TASK GOAL – Only a slice of the listing below is wanted. Retype the lines from the one containing "Pick out one point on every instance of the stone" through the one containing "Pick out one point on every instance of the plaid", exactly, both ends included.

AVAILABLE DATA –

######

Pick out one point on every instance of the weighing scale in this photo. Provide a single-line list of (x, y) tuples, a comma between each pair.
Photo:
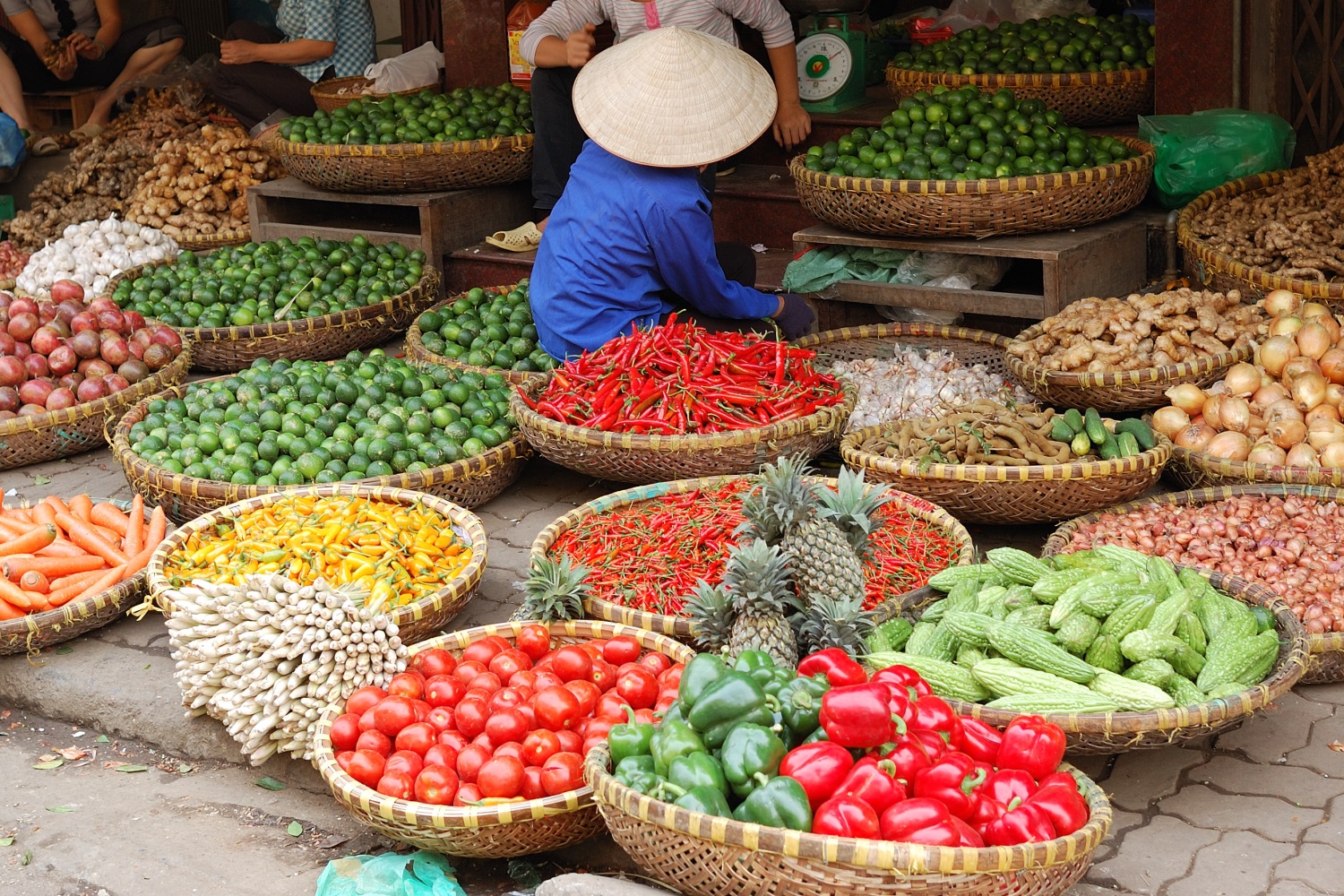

######

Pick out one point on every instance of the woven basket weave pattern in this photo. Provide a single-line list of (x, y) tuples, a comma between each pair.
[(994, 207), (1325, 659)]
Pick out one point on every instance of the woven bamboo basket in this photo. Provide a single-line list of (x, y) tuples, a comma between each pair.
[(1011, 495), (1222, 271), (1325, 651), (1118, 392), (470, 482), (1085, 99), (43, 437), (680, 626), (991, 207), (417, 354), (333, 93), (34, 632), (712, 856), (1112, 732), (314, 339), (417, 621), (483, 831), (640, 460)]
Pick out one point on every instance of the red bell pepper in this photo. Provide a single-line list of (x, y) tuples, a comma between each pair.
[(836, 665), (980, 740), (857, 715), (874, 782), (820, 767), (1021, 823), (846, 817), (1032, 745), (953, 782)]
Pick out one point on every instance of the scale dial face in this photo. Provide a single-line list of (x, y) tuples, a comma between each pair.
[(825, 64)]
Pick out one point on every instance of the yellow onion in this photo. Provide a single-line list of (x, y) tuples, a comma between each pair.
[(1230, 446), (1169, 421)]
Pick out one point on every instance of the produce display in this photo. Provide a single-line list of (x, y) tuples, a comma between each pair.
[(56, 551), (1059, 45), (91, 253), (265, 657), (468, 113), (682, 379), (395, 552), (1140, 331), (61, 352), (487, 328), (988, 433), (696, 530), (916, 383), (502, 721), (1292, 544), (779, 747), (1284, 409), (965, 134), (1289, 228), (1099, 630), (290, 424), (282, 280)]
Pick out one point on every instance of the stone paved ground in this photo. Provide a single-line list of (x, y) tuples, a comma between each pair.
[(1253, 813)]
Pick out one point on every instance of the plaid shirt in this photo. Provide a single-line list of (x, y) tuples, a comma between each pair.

######

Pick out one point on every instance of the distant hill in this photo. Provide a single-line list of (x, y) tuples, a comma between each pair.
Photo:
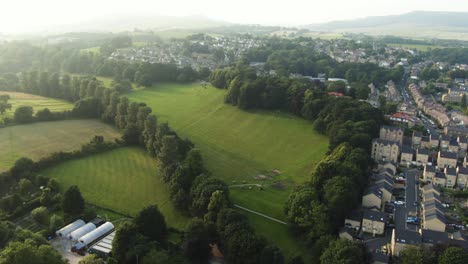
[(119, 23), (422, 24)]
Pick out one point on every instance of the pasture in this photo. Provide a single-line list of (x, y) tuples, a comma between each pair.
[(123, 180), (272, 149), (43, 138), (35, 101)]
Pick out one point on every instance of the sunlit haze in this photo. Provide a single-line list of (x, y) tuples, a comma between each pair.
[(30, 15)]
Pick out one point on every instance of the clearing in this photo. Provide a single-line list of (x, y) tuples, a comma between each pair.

######

EXERCISE OUTPUT –
Pick out one point on every instance of the stone paved ground in this photo. Provide a single-line list of (x, y) tuples, a comma between each pair.
[(1253, 813)]
Pick out one point on every instance of the plaid shirt in this photo. Provide a single-line list of (x, y) tuples, a comma between each pair.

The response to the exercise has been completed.